## Given task 1
Quote the bottle show announcement below between "## ozbottles" and "part of Victoria.", inclusive.

## Document segment
--- --- ---

# 2022 (51st Annual) Australian National Bottles & Collectables Show & Fair



## ozbottles

Exciting news!  Every year the Australian National Bottle Show is rotated around the various states.  This year is Victoria's turn and for the first time ever it will be held in the Latrobe Valley in Gippsland, which is the eastern part of Victoria.

The Gippsland Antique Bottles & Collectables Club, will host the 51st Annual Australian National Antique Bottles & Collectables Show & Fair.  It has selected the Gippsland Regional Indoor Sports Stadium, Catterick Crescent, Traralgon (Victoria) as the venue.  Traralgon is 160km east of Melbourne via the Princes Freeway or by rail.  The National will be held on the weekend of Saturday 26 & Sunday 27 November 2022.  Set-up will be on the afternoon of Friday 25 November.  A very recent $19 million expansion makes this indoor sports complex an impressive, modern venue.  The lighting is exceptional and there is ample parking.  There is an on-site staffed cafeteria to cater for traders, exhibitors and the public.  Traralgon is the major centre in the Latrobe Valley, a part of Gippsland, as eastern Victoria is known.  The region is famous for its proximity to National Parks of great beauty, the Ninety Mile Beach, the Gippsland Lakes, early gold mining sites including the historic mountain mining village of Walhalla, situated in a valley of the scenic Great Dividing Range of mountains, only a 45 minutes drive from Traralgon, through picturesque rolling dairy and beef cattle farm land and kilometres of natural mountain forests where you might well spy a kangaroo, a wallaby, a wombat, an echidna or a lyrebird, or some of the innumerable brilliantly plumaged parrots and other native birds.

--- --- ---

## Given task 2
In the listing, write out the lines between those holding "of the person's" and "x=560 y=198", inclusive, with "thickest part" changed to "widest part" and nothing else altered. Give only those lines.

--- --- ---

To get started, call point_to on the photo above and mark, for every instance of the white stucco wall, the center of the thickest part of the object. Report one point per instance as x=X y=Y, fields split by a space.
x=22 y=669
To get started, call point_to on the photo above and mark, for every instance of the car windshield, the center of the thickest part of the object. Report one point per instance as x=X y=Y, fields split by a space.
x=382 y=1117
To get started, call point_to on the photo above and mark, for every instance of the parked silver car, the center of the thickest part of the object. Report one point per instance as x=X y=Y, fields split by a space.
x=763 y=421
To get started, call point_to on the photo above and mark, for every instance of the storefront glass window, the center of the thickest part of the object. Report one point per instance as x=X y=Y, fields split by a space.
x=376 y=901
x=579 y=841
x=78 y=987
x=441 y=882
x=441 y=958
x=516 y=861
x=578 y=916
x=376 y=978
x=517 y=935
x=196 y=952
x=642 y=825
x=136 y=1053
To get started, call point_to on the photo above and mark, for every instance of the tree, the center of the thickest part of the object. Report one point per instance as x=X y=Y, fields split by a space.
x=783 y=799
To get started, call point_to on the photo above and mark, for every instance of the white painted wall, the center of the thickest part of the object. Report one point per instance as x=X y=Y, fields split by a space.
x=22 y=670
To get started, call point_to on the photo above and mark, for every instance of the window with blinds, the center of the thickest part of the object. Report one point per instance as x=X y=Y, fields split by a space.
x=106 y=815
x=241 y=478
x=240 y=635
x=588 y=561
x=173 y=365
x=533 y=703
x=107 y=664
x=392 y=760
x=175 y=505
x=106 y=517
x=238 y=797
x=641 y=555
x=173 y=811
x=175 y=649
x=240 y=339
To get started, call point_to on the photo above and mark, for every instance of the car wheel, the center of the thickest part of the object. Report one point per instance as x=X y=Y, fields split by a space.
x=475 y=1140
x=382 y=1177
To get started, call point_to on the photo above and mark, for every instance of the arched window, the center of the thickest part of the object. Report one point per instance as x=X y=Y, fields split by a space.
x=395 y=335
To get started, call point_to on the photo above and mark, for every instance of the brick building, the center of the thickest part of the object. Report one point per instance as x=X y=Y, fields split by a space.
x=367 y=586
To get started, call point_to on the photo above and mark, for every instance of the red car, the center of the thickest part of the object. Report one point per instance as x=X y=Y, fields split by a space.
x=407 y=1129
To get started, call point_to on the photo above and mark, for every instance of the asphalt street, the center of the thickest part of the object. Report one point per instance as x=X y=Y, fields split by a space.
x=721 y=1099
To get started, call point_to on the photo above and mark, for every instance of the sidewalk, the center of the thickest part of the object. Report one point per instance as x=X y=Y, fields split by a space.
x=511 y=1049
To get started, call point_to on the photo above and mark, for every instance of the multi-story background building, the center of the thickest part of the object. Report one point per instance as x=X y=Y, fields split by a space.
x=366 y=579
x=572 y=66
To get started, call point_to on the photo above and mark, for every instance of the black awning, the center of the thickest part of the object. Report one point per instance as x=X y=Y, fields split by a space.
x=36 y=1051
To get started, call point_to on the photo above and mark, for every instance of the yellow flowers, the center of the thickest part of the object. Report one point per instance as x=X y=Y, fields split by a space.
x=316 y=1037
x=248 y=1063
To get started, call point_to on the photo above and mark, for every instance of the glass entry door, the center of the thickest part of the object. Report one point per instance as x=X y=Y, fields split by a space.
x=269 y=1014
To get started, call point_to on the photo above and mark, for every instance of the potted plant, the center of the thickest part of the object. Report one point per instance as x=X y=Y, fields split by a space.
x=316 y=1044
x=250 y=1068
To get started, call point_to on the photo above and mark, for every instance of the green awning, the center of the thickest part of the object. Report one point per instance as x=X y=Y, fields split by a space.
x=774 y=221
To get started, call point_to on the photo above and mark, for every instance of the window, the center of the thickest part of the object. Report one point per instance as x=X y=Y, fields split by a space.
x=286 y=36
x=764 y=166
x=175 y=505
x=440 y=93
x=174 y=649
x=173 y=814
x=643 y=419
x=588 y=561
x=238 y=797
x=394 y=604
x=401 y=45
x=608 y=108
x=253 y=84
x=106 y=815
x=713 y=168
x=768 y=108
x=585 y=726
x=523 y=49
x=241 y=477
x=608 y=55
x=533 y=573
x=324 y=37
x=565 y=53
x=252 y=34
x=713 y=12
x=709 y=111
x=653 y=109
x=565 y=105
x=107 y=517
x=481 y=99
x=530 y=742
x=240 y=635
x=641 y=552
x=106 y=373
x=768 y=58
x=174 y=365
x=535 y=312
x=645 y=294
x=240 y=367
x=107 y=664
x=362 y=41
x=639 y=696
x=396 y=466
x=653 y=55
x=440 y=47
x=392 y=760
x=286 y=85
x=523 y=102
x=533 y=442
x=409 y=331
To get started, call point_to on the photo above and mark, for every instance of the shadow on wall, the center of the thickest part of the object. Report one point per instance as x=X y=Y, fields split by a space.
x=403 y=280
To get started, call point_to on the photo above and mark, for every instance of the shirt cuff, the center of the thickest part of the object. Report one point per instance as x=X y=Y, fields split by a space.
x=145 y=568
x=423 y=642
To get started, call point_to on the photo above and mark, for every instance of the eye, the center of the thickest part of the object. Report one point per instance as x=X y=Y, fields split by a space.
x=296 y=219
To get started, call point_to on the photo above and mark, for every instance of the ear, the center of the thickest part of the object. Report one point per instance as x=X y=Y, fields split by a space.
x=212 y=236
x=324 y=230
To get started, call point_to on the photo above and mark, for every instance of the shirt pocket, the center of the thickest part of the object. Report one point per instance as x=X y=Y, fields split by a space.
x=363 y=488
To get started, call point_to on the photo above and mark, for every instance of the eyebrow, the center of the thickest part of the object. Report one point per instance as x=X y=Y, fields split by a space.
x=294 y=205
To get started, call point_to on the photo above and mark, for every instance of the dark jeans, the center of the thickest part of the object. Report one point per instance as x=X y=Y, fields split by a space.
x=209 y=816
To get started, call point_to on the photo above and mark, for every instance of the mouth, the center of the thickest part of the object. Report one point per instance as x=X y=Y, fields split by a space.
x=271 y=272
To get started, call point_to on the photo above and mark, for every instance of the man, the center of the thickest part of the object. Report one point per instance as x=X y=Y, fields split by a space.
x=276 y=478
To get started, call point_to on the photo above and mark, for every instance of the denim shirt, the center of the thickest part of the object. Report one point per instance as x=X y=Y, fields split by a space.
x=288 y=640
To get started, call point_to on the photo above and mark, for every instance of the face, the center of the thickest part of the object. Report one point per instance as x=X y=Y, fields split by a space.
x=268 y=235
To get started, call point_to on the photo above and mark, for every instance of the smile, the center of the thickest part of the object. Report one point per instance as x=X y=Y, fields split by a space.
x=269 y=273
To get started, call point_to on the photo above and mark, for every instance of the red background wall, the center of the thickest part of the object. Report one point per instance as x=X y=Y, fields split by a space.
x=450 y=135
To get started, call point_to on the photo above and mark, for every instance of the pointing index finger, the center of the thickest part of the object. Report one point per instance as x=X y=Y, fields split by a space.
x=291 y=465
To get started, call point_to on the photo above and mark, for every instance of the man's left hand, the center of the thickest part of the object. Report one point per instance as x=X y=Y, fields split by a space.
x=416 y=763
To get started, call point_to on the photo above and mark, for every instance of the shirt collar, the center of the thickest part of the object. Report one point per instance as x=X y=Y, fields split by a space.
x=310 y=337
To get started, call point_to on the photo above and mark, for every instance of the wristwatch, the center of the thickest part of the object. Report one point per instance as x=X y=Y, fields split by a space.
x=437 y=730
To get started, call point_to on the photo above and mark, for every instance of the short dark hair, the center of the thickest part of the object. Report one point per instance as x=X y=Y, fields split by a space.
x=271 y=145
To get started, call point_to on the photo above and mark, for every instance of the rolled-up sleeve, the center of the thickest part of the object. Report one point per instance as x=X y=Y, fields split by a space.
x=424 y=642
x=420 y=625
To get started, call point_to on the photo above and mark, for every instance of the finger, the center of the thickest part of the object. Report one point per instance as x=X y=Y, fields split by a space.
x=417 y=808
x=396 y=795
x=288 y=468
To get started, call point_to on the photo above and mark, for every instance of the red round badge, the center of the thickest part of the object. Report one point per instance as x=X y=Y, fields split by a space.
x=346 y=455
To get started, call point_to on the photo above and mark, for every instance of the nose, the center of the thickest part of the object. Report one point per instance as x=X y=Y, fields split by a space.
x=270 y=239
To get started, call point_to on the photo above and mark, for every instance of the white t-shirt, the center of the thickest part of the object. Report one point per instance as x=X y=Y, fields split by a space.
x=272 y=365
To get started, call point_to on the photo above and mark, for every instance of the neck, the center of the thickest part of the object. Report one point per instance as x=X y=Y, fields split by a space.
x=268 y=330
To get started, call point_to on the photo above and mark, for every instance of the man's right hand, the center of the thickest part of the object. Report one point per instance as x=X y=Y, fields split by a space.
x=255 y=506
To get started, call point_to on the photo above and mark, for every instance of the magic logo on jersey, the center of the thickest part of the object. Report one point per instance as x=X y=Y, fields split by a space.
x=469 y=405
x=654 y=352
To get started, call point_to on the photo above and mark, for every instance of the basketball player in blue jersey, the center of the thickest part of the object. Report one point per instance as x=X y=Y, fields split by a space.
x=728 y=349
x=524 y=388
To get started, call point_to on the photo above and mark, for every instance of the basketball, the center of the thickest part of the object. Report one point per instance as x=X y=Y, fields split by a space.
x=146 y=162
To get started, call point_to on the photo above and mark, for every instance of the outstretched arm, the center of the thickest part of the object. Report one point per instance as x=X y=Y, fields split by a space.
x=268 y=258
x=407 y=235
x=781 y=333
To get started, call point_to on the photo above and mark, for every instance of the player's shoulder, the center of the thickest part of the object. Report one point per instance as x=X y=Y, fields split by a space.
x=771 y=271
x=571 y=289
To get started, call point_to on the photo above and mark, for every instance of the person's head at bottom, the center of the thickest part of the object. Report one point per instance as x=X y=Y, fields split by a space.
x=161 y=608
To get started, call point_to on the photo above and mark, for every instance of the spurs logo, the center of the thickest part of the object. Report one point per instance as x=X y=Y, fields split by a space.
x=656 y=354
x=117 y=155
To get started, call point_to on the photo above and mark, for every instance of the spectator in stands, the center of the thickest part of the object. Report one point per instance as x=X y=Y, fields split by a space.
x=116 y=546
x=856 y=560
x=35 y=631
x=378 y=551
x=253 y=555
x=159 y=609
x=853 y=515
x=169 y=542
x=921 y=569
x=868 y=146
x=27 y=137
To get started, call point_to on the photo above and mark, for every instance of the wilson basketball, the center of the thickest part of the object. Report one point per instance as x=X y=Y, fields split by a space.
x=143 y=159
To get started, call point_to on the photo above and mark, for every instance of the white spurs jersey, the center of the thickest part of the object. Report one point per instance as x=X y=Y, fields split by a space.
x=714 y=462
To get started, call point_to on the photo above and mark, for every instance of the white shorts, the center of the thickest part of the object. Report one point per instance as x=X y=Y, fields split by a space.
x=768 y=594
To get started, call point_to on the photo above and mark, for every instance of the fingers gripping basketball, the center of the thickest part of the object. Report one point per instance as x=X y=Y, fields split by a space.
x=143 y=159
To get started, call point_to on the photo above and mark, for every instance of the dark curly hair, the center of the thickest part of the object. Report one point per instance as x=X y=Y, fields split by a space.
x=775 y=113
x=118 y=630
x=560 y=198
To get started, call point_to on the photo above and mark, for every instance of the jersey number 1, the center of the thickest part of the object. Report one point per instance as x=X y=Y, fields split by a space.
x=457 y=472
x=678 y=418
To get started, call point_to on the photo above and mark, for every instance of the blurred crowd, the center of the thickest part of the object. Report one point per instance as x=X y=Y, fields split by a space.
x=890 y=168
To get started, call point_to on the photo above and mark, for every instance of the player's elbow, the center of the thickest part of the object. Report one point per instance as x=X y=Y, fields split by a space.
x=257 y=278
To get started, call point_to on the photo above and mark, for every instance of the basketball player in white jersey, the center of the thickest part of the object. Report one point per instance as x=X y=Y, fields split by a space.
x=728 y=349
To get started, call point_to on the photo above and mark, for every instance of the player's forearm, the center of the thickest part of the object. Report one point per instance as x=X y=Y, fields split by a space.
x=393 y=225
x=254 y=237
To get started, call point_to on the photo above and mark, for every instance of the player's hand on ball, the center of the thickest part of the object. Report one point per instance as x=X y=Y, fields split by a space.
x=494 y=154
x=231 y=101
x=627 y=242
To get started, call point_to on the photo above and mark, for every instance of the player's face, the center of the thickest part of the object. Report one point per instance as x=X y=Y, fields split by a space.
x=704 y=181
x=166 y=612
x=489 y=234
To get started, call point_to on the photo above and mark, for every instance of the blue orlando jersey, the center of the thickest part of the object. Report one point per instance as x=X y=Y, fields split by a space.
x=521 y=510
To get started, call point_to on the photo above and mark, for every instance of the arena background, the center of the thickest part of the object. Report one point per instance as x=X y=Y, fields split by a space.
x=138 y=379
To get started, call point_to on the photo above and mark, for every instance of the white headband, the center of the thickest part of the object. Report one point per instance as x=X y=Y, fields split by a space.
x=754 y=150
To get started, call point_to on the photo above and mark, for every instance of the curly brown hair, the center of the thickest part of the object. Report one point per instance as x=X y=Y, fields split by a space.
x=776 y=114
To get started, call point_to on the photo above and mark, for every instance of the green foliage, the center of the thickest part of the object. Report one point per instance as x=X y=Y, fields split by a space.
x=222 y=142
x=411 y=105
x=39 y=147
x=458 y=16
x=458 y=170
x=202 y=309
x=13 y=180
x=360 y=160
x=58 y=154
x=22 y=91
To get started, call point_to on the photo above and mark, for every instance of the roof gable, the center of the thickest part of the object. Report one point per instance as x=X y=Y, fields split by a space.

--- --- ---

## Exercise answer 1
## ozbottles

Exciting news!  Every year the Australian National Bottle Show is rotated around the various states.  This year is Victoria's turn and for the first time ever it will be held in the Latrobe Valley in Gippsland, which is the eastern part of Victoria.

## Exercise answer 2
To get started, call point_to on the photo above and mark, for every instance of the person's head at bottom, the center of the widest part of the object. Report one point per instance as x=X y=Y, fields split by a space.
x=161 y=608
To get started, call point_to on the photo above and mark, for every instance of the spurs logo, the center of the widest part of the object. Report one point per instance as x=X y=Y, fields split by a space.
x=656 y=354
x=117 y=155
To get started, call point_to on the photo above and mark, for every instance of the spectator in stands, the center of the widest part of the object. Report one point per instance as x=X y=Y, fields split by a space.
x=116 y=546
x=856 y=560
x=35 y=631
x=378 y=551
x=253 y=555
x=159 y=609
x=853 y=515
x=169 y=542
x=921 y=569
x=868 y=146
x=27 y=137
To get started, call point_to on the photo above and mark, for every instance of the wilson basketball, the center of the widest part of the object. Report one point per instance as x=X y=Y, fields split by a space.
x=143 y=159
To get started, call point_to on the photo above and mark, for every instance of the white spurs jersey, the center of the widest part of the object. Report one point per instance as x=X y=Y, fields split by a space.
x=714 y=462
To get started, call point_to on the photo above and mark, for every instance of the white shorts, the center of the widest part of the object. Report one point per instance as x=X y=Y, fields split by a space.
x=768 y=594
To get started, call point_to on the photo above and mark, for every instance of the fingers gripping basketball, the center of the widest part of the object. Report one point per instance as x=X y=Y, fields split by a space.
x=143 y=159
To get started, call point_to on the photo above and mark, for every instance of the dark curly hair, the center of the widest part of the object. Report one point per instance as x=X y=Y, fields split by a space.
x=775 y=113
x=118 y=630
x=560 y=198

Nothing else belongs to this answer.